*Problem description*
What you return should be only the lines in the entries below between the one holding "Target: bird claw" and the one holding "the blue lanyard.", ends included, with every picture left out.

━━━ Records for processing

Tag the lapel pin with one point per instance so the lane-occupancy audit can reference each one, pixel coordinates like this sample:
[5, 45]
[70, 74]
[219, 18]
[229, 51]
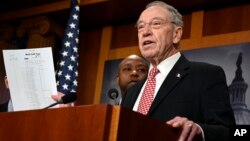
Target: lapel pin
[178, 75]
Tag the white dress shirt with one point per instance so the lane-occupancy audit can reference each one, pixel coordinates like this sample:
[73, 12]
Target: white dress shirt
[164, 67]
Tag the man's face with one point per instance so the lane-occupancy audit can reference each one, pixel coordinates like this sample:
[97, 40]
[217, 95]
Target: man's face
[156, 33]
[131, 71]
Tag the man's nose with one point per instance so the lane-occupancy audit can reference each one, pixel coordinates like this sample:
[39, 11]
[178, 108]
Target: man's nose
[147, 30]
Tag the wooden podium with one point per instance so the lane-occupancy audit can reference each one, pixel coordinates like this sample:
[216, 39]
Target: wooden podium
[83, 123]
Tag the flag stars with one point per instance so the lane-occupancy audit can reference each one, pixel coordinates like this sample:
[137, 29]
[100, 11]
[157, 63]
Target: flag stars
[70, 35]
[77, 8]
[72, 25]
[65, 86]
[67, 77]
[77, 40]
[70, 67]
[59, 73]
[73, 58]
[75, 82]
[64, 54]
[75, 49]
[75, 17]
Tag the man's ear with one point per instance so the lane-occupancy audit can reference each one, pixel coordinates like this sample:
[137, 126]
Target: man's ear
[6, 82]
[117, 79]
[177, 35]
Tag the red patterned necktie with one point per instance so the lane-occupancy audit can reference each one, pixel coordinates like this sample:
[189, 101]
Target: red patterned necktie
[148, 93]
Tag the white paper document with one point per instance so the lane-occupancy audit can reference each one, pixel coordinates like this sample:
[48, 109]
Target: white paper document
[31, 77]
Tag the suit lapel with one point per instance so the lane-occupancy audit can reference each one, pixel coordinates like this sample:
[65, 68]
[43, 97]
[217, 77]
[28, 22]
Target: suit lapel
[179, 71]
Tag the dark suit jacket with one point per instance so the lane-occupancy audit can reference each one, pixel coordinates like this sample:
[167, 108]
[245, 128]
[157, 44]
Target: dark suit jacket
[4, 107]
[200, 94]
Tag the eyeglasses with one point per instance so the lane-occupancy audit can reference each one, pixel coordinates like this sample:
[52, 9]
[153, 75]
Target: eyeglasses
[154, 24]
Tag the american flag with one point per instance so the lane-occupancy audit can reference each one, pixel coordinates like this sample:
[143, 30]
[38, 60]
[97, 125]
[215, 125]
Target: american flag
[67, 65]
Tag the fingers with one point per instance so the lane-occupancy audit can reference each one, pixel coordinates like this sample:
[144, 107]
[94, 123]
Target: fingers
[189, 128]
[58, 97]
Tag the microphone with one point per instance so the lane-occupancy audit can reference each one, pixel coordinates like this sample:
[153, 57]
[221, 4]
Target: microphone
[68, 98]
[113, 94]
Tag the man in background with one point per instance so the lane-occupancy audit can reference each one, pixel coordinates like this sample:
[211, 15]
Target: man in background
[131, 70]
[7, 105]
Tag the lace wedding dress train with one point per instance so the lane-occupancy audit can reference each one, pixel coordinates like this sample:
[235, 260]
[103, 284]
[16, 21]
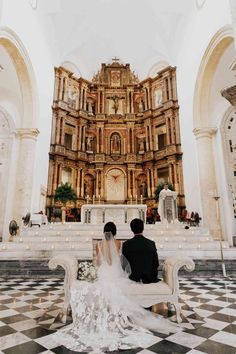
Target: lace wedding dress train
[104, 319]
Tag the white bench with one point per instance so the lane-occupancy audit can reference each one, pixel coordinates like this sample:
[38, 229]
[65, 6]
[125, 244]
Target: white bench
[166, 290]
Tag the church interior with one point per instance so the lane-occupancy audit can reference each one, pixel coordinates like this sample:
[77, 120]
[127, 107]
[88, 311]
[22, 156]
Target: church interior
[101, 104]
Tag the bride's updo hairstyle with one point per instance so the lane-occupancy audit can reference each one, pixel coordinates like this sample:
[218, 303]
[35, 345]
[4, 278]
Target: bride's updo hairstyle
[109, 230]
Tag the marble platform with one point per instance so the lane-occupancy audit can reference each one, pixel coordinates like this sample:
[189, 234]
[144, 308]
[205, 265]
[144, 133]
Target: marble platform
[76, 238]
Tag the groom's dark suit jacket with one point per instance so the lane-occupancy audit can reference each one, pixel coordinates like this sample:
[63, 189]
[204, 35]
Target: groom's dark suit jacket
[143, 259]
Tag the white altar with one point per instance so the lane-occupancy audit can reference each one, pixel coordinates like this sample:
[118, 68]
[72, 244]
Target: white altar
[167, 207]
[118, 213]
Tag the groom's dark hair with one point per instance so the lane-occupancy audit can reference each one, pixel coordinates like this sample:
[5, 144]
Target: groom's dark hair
[110, 227]
[137, 226]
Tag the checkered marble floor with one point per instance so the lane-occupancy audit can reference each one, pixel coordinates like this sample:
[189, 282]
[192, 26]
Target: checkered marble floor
[30, 312]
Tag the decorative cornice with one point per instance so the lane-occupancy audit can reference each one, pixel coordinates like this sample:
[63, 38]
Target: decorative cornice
[207, 132]
[27, 133]
[230, 94]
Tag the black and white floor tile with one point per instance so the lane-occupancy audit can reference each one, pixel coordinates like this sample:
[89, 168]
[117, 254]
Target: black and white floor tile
[30, 312]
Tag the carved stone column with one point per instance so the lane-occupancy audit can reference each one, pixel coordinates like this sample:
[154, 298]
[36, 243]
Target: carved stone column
[207, 178]
[80, 138]
[129, 185]
[62, 132]
[25, 171]
[50, 177]
[83, 139]
[102, 184]
[61, 88]
[55, 177]
[58, 129]
[152, 179]
[56, 86]
[78, 183]
[148, 183]
[82, 184]
[155, 178]
[97, 184]
[59, 173]
[147, 140]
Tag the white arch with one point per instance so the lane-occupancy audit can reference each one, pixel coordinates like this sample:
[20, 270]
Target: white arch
[160, 65]
[216, 48]
[69, 65]
[19, 56]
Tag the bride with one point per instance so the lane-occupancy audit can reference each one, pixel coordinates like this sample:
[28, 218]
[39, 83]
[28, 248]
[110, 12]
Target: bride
[104, 318]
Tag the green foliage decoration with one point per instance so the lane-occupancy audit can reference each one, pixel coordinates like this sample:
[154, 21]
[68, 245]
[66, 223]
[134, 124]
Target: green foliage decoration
[160, 187]
[64, 193]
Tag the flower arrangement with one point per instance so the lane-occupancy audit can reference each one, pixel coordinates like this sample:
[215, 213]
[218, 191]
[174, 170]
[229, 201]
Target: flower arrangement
[87, 271]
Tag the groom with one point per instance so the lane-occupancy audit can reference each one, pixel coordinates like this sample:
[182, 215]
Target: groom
[141, 254]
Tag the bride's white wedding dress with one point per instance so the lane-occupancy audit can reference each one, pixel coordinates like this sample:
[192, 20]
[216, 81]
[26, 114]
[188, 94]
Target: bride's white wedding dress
[104, 319]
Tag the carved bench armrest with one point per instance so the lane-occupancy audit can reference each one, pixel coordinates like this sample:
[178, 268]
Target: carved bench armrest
[70, 265]
[171, 268]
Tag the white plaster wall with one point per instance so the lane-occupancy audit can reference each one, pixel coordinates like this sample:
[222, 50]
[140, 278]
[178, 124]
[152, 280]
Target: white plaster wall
[218, 108]
[176, 32]
[29, 31]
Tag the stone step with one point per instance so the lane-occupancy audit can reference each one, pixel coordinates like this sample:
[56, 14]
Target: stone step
[39, 269]
[88, 238]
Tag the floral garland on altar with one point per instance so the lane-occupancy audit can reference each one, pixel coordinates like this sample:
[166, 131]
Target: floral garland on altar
[87, 271]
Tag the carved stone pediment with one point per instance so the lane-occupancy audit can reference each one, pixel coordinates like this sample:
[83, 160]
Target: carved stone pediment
[230, 94]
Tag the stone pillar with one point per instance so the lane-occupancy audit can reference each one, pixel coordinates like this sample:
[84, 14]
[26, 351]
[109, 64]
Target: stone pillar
[155, 178]
[85, 96]
[56, 87]
[102, 183]
[62, 133]
[59, 173]
[55, 177]
[152, 179]
[61, 84]
[81, 98]
[78, 183]
[148, 183]
[58, 129]
[207, 179]
[98, 140]
[83, 138]
[25, 171]
[102, 140]
[147, 139]
[128, 189]
[150, 137]
[82, 184]
[50, 178]
[97, 184]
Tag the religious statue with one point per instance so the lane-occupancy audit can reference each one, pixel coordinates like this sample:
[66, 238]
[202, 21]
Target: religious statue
[115, 144]
[89, 143]
[140, 106]
[116, 99]
[141, 146]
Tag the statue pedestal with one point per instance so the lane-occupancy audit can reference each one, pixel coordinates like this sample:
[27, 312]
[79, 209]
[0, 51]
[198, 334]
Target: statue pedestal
[118, 213]
[167, 208]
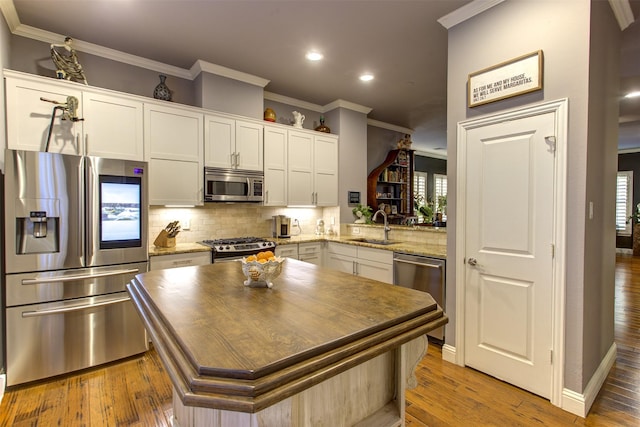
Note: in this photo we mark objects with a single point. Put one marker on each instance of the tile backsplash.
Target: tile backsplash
(222, 220)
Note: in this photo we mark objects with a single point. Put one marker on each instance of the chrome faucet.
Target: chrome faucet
(386, 225)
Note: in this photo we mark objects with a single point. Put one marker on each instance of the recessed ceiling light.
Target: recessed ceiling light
(314, 56)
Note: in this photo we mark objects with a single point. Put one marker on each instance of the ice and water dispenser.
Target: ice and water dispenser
(37, 226)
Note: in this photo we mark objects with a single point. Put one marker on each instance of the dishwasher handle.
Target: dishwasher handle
(421, 264)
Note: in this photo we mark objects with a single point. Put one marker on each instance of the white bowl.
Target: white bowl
(260, 275)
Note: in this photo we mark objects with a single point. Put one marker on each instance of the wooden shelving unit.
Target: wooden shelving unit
(391, 184)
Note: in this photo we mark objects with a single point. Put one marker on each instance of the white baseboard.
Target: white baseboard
(449, 353)
(579, 404)
(3, 383)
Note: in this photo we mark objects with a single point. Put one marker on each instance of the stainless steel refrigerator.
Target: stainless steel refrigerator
(75, 235)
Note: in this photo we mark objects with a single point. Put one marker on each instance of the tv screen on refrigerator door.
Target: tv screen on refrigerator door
(120, 209)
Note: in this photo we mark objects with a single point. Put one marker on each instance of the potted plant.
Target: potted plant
(363, 214)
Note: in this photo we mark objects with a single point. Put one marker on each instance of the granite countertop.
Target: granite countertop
(416, 248)
(180, 248)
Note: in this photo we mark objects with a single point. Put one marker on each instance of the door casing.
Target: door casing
(560, 109)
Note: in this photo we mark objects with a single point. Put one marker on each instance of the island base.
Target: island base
(371, 394)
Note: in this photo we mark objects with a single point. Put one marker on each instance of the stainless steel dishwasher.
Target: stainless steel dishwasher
(422, 273)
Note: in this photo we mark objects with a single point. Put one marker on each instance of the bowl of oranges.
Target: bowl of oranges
(261, 269)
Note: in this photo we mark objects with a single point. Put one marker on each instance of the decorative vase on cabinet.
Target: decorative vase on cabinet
(162, 91)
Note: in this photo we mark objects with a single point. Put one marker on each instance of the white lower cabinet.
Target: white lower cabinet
(160, 262)
(376, 264)
(309, 252)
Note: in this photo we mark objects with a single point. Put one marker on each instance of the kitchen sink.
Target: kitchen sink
(374, 241)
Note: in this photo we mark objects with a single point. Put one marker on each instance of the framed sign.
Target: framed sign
(354, 197)
(516, 77)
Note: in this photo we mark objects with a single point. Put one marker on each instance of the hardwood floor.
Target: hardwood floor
(137, 391)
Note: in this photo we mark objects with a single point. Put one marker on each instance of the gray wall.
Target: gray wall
(231, 96)
(352, 127)
(5, 37)
(602, 166)
(561, 30)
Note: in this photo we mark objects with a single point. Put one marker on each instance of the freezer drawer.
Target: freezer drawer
(44, 340)
(50, 286)
(424, 274)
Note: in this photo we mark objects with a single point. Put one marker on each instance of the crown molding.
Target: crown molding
(629, 150)
(10, 14)
(203, 66)
(293, 102)
(341, 103)
(436, 154)
(467, 11)
(388, 126)
(623, 13)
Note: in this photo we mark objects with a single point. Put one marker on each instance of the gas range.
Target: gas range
(238, 247)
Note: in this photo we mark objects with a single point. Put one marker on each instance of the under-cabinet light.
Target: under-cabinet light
(314, 56)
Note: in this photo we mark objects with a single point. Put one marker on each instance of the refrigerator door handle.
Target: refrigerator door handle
(59, 279)
(49, 311)
(89, 206)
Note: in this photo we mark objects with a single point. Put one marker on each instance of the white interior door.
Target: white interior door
(509, 211)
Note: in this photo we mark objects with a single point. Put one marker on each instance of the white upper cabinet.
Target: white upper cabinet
(325, 168)
(174, 140)
(313, 169)
(300, 168)
(29, 117)
(233, 144)
(110, 125)
(275, 166)
(113, 126)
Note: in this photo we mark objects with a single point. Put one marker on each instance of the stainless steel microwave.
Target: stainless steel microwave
(231, 185)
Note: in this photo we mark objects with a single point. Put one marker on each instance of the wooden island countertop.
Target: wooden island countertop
(234, 348)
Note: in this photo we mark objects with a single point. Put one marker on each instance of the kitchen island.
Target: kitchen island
(319, 348)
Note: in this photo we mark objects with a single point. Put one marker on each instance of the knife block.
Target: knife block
(164, 241)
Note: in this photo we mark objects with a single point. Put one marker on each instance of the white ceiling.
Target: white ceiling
(400, 41)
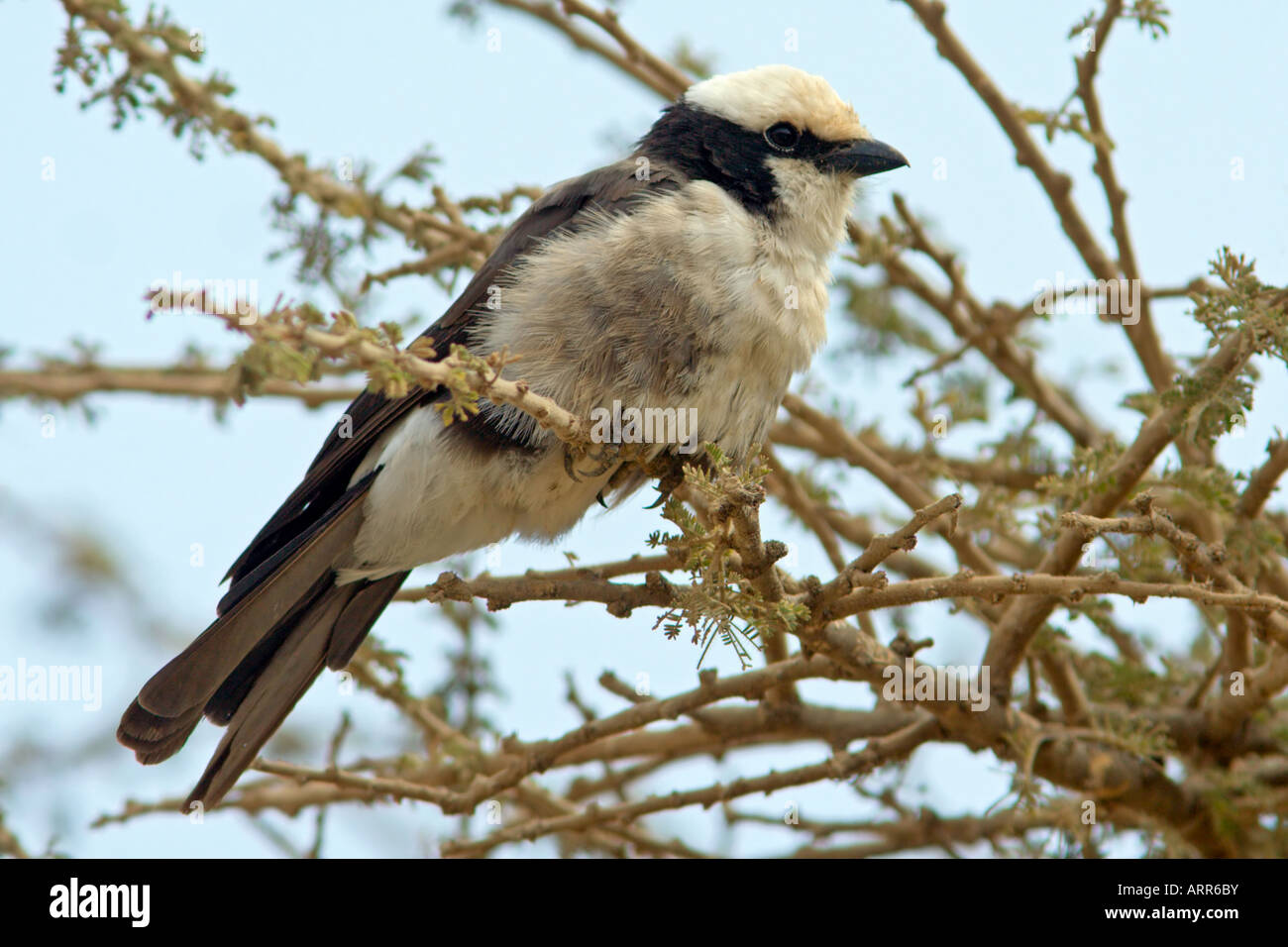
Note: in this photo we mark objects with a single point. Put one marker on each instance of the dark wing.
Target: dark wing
(613, 188)
(284, 618)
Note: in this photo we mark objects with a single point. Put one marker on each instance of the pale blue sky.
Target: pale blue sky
(375, 81)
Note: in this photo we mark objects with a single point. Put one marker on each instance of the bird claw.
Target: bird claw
(604, 458)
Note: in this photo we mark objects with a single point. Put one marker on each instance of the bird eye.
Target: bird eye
(782, 136)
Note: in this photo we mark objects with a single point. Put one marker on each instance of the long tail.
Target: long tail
(278, 626)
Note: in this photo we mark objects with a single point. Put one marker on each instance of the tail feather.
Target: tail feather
(292, 669)
(277, 629)
(369, 600)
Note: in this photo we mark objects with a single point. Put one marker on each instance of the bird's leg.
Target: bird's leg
(604, 458)
(669, 471)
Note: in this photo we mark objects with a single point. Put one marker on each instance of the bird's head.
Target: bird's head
(778, 140)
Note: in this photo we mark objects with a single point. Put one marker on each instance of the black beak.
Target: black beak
(864, 158)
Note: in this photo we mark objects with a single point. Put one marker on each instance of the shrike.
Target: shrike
(691, 275)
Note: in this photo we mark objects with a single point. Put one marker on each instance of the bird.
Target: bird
(691, 274)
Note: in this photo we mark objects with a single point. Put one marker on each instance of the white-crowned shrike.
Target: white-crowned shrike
(692, 274)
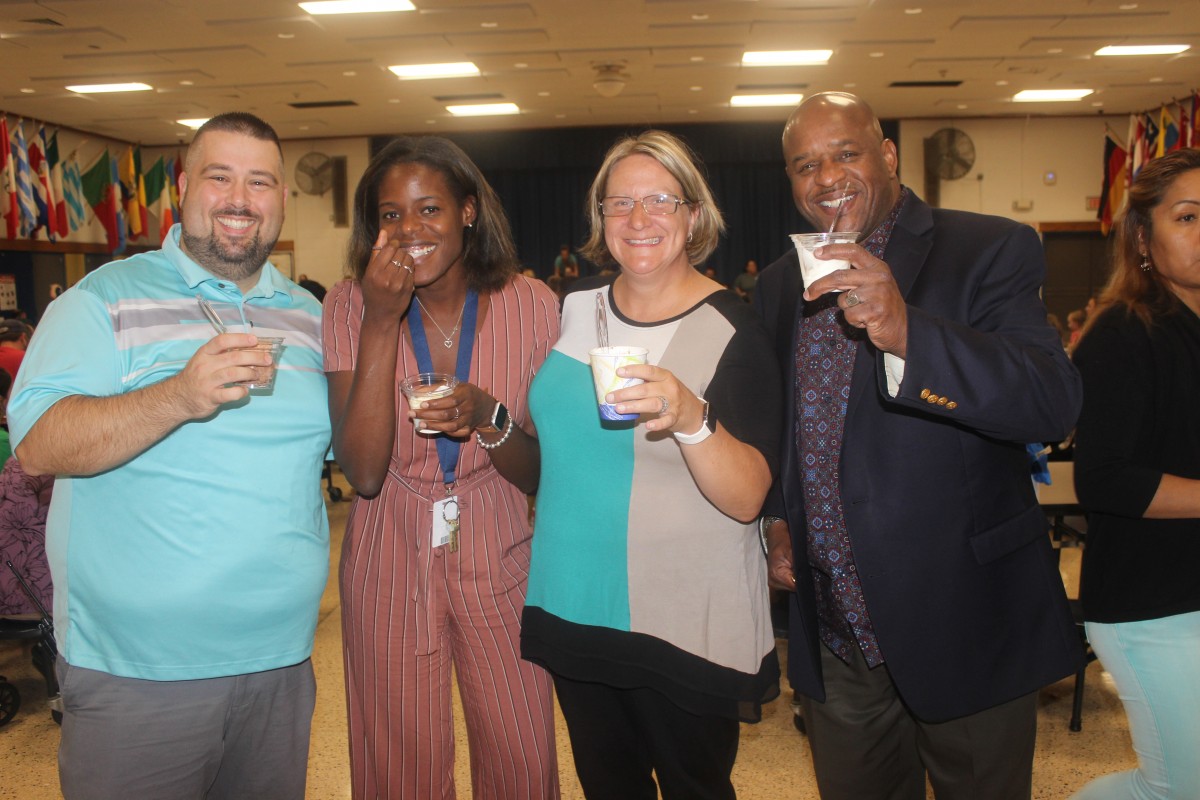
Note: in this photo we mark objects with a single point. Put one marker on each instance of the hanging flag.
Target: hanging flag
(1149, 143)
(60, 205)
(129, 182)
(157, 184)
(41, 185)
(143, 214)
(1169, 139)
(177, 168)
(123, 223)
(97, 191)
(72, 193)
(1113, 191)
(12, 214)
(27, 209)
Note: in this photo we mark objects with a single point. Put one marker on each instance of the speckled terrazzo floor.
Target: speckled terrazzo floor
(773, 762)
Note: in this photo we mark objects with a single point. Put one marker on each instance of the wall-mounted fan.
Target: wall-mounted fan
(949, 154)
(315, 173)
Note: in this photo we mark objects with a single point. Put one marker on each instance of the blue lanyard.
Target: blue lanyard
(448, 449)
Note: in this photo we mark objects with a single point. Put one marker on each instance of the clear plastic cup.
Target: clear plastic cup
(425, 386)
(813, 269)
(605, 362)
(264, 376)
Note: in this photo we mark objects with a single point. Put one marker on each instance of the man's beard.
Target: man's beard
(231, 263)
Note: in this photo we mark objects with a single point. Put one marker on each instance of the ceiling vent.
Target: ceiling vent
(610, 80)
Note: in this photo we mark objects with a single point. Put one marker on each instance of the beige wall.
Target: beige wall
(1012, 158)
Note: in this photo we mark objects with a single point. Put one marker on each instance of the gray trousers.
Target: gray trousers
(238, 738)
(867, 745)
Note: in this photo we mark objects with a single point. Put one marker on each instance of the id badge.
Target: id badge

━━━━━━

*Response to the exercise*
Target: bird claw
(604, 458)
Note: in this photo we mark objects with a single point. Put one marker on each instance of the bird eye.
Target: bird eye
(782, 136)
Note: in this photo we mark objects with a single point. Put one marker on each instance of the long tail.
Target: long tail
(278, 626)
Note: in this photo we mark objects with a single point. Put one marker on each instance of the tail feather.
Target: tail feather
(292, 669)
(277, 629)
(369, 600)
Note: in this photo we mark objects with a single point. Put one marker on each instance of the bird's leg.
Target: bird's leg
(604, 458)
(669, 471)
Note: in this photo we mark objects with a single point. Put one marker on each instance of the bird's head.
Target: bird's head
(778, 140)
Note: in this photo we mark objects with a single point. Put one marker on each instance of the black beak.
Target: black beak
(864, 158)
Note: in this photo we mark objects with a single point. Put one marker on each instance of the shrike.
Target: shrike
(691, 275)
Note: in this photo we mark objects with a single point. Put one marker on each instance of the bird.
Target: bird
(691, 274)
Note: in this photo we mark objects with a single point. Put one marker on each instance of the white-crowned shrike.
Target: white-crowned shrike
(692, 274)
Note: in this photo we mark objects with a single point. Put one marker on each instance of the hanging flag.
Target: hanging flag
(1149, 143)
(60, 205)
(129, 182)
(157, 184)
(41, 185)
(143, 214)
(1169, 139)
(177, 168)
(123, 223)
(97, 191)
(72, 193)
(1113, 191)
(12, 214)
(27, 209)
Note: in this photo we mark objects with a single point. Put one marker on each instance of the speckled terrazzo floor.
Target: speckled terrazzo floor
(773, 762)
Note: in this photo we mark objects with a single point. Put one marker on each instance of the wall-mounted fan.
Target: wall-mounted fan
(949, 154)
(315, 173)
Note: in this photo we mark objects with a single point. Put one marker on each instance of the blue lanyard.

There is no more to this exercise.